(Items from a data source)
----

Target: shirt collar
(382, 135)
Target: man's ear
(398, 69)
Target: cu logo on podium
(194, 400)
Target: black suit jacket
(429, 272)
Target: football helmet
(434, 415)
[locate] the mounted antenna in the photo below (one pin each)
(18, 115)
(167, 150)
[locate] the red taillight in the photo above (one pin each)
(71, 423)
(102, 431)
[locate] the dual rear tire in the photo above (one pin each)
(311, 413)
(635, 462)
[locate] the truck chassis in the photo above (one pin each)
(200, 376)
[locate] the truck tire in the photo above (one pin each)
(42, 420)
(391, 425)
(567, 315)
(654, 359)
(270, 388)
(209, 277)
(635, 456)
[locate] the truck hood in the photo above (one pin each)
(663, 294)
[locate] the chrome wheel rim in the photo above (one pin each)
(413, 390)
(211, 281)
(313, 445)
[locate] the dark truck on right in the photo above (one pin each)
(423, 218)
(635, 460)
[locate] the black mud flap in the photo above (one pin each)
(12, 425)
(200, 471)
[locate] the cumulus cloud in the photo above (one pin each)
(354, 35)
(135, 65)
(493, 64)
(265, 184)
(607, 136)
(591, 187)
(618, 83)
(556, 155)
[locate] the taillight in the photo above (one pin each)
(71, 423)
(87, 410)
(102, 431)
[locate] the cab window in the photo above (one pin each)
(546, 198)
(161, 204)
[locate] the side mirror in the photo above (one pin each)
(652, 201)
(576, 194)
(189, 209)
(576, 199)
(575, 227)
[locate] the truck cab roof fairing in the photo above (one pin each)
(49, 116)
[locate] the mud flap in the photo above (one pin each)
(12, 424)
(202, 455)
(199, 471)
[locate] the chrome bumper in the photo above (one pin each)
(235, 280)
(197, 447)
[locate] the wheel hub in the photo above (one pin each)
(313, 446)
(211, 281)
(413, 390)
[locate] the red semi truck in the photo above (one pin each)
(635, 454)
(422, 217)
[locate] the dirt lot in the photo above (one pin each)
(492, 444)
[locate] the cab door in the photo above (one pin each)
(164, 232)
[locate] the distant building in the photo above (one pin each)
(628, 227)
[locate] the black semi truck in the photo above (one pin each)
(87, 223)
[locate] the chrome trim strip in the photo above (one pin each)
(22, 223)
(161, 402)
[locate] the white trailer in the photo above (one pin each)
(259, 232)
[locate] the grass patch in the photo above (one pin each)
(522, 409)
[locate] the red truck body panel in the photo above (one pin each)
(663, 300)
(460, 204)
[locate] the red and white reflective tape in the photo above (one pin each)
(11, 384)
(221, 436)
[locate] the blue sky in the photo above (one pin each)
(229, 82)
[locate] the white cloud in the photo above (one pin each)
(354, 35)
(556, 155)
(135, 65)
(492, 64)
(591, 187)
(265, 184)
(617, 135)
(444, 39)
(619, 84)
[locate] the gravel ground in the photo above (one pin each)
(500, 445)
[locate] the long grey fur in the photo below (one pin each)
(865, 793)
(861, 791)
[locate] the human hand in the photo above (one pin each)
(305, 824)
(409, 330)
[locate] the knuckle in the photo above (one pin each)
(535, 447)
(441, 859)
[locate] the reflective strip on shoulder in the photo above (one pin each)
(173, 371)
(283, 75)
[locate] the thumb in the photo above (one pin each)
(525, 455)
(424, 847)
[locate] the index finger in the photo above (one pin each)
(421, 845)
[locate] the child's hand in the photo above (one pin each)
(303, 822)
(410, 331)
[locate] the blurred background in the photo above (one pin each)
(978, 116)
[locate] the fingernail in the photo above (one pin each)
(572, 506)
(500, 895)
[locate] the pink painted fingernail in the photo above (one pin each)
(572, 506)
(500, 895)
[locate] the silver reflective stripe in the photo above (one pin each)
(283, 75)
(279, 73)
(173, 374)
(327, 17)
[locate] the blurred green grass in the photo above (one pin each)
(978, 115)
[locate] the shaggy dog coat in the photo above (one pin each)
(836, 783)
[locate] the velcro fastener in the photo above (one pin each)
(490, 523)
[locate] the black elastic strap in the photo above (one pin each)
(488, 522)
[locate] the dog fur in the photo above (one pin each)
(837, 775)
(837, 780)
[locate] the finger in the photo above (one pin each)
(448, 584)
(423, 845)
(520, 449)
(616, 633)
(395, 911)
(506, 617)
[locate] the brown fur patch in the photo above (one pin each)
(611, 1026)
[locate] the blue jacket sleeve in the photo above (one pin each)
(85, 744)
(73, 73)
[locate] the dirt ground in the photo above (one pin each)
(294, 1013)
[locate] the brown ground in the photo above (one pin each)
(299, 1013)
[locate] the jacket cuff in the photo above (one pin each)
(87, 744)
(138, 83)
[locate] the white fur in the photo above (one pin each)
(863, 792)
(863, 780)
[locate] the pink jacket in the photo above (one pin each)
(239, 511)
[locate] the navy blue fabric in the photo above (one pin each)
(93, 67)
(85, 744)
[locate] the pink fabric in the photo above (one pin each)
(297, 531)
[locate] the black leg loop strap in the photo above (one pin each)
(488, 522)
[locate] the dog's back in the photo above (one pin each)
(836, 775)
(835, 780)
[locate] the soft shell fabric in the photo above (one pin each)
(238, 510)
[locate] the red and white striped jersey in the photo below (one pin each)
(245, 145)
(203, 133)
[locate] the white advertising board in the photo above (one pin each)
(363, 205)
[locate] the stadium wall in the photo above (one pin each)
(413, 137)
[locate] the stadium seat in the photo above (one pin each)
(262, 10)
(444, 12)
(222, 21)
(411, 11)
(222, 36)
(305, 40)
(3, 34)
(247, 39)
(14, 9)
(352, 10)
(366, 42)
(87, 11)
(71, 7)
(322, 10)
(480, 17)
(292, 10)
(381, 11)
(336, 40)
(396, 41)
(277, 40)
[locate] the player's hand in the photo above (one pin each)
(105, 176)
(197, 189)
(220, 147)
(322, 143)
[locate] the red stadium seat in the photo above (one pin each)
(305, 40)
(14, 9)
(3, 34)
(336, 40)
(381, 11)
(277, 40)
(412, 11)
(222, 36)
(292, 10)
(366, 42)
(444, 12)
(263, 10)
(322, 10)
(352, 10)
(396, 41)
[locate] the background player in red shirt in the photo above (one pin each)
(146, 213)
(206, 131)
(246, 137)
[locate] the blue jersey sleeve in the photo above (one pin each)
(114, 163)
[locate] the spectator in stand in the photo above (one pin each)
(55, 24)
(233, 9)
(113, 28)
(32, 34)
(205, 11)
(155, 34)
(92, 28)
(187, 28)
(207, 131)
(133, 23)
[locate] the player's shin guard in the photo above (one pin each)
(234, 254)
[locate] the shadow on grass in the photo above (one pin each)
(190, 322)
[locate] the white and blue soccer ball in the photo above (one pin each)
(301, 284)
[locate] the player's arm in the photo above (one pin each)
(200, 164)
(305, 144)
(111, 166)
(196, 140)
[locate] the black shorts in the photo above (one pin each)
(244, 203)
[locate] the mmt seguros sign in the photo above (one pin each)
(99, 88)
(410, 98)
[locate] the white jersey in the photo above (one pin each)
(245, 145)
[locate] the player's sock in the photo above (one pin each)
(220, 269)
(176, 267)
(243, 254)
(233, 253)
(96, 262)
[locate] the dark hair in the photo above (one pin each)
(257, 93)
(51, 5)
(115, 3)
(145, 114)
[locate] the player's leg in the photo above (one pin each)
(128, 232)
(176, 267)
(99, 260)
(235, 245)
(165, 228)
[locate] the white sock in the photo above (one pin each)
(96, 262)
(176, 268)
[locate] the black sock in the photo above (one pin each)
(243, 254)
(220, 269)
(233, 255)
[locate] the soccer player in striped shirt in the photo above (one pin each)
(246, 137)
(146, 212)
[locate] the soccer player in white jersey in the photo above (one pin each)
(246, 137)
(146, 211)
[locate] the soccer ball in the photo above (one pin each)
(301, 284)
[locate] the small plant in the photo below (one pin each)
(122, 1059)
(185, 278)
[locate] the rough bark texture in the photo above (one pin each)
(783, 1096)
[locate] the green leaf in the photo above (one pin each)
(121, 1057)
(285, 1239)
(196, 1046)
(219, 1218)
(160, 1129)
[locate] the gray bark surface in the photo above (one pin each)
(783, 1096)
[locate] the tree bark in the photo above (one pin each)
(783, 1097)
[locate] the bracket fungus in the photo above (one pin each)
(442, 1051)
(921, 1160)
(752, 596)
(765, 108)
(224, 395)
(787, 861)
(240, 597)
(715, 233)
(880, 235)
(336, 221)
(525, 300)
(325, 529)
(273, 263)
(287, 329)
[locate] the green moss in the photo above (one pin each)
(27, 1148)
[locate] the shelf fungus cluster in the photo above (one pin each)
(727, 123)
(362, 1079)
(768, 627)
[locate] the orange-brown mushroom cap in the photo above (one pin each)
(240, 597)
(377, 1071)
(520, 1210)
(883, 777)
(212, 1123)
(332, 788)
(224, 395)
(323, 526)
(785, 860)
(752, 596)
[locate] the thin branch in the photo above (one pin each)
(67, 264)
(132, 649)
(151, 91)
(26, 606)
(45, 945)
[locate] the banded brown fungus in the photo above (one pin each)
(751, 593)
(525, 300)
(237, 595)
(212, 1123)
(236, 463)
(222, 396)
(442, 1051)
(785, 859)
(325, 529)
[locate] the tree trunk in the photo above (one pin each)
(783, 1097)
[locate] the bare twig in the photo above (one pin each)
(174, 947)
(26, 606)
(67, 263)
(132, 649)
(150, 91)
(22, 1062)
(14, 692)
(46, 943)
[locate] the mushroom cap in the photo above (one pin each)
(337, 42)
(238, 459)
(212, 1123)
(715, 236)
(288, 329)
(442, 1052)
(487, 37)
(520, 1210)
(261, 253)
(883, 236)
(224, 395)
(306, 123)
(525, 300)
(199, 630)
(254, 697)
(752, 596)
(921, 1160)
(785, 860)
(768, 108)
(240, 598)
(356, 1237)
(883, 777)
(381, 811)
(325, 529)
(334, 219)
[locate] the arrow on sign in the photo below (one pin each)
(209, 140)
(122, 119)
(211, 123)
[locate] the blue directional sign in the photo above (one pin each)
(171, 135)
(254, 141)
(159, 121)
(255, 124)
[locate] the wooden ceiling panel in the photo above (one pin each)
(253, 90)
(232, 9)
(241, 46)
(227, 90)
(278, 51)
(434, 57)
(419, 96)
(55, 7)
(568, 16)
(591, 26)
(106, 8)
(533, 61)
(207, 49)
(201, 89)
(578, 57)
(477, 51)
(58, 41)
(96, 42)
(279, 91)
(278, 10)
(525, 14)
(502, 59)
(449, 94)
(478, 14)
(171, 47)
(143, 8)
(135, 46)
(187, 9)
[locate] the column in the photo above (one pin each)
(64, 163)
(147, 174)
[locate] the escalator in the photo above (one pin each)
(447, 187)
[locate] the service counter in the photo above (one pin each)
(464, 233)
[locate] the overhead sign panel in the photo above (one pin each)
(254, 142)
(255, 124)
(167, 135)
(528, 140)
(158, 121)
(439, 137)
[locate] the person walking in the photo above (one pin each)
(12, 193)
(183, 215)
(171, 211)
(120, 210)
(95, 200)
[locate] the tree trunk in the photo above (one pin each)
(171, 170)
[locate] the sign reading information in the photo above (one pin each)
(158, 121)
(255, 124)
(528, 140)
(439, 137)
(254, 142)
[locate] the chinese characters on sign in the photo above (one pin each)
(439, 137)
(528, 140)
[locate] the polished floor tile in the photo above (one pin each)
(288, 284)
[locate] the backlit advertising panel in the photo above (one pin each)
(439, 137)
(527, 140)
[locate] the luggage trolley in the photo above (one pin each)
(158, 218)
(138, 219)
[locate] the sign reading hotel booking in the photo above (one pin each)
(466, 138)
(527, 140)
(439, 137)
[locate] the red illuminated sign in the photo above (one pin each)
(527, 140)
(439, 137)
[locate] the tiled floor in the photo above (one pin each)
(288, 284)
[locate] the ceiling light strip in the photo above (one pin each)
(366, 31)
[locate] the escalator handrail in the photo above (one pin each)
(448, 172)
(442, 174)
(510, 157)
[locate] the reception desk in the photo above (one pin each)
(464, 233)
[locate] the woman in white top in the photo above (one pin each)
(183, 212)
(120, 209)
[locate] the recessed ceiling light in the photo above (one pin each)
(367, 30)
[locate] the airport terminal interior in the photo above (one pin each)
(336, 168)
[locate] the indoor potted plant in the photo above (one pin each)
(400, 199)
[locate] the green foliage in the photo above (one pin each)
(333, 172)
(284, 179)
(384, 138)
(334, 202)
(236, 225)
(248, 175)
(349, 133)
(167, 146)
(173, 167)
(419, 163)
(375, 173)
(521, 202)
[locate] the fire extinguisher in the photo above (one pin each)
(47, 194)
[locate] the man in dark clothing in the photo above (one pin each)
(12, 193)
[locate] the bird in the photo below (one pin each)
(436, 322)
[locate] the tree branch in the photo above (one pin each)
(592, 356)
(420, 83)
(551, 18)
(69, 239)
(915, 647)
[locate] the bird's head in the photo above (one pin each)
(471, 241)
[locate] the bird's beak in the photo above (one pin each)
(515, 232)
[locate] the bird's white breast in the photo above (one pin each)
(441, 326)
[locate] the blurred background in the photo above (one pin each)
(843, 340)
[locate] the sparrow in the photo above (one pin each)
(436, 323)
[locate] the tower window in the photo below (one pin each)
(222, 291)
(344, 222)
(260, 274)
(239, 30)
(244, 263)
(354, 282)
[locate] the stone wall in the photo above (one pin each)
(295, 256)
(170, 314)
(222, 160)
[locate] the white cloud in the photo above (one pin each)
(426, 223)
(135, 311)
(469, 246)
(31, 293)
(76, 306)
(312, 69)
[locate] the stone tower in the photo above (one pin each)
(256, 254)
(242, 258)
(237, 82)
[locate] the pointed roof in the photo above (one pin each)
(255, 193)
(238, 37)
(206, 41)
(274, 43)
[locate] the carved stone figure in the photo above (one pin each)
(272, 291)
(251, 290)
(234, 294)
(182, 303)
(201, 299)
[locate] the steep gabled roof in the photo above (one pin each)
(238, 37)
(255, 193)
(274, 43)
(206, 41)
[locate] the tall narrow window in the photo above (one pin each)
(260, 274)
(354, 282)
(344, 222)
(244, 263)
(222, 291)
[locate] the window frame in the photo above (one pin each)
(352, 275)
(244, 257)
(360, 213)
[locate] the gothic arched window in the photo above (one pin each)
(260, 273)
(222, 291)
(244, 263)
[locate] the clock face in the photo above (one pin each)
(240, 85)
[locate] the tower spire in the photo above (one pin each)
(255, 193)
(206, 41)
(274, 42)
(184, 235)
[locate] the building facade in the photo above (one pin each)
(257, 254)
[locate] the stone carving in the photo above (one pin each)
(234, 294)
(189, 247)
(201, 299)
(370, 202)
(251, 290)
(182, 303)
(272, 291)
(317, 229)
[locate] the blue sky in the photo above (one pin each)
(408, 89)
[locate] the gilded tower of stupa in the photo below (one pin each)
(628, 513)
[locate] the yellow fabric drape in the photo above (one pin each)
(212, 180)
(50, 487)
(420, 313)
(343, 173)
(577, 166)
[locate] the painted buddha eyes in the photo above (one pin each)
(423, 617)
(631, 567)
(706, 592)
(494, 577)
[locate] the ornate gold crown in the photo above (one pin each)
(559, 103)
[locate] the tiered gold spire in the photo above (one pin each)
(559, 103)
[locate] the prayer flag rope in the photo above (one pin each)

----

__Task goal__
From the line containing "[locate] the gothic" through the final line of the listing above, retype every line exactly; leave out everything else.

__Output for this task__
[locate] the gothic arched window in the photo above (one pin each)
(260, 273)
(222, 291)
(244, 263)
[locate] the clock face in the photo above (one pin each)
(240, 85)
[locate] the tower spire in the photo above (one pin each)
(255, 193)
(206, 41)
(274, 42)
(184, 235)
[locate] the building facade in the photo above (one pin each)
(257, 254)
[locate] the stone carving in the photo above (one pin each)
(234, 294)
(189, 247)
(201, 299)
(370, 202)
(251, 290)
(182, 303)
(272, 291)
(317, 229)
[locate] the blue sky in the photo above (one pin each)
(408, 89)
[locate] the gilded tower of stupa in the photo below (one pin each)
(628, 513)
[locate] the yellow fabric drape in the photo above (one pin each)
(212, 180)
(50, 487)
(420, 313)
(343, 173)
(577, 166)
[locate] the painted buddha eyes in the photo above (one pin each)
(423, 617)
(631, 567)
(706, 592)
(494, 577)
[locate] the ornate gold crown in the photo above (one pin each)
(559, 103)
[locate] the tiered gold spire in the photo above (one pin each)
(559, 103)
[locate] the prayer flag rope in the photo above (one pin each)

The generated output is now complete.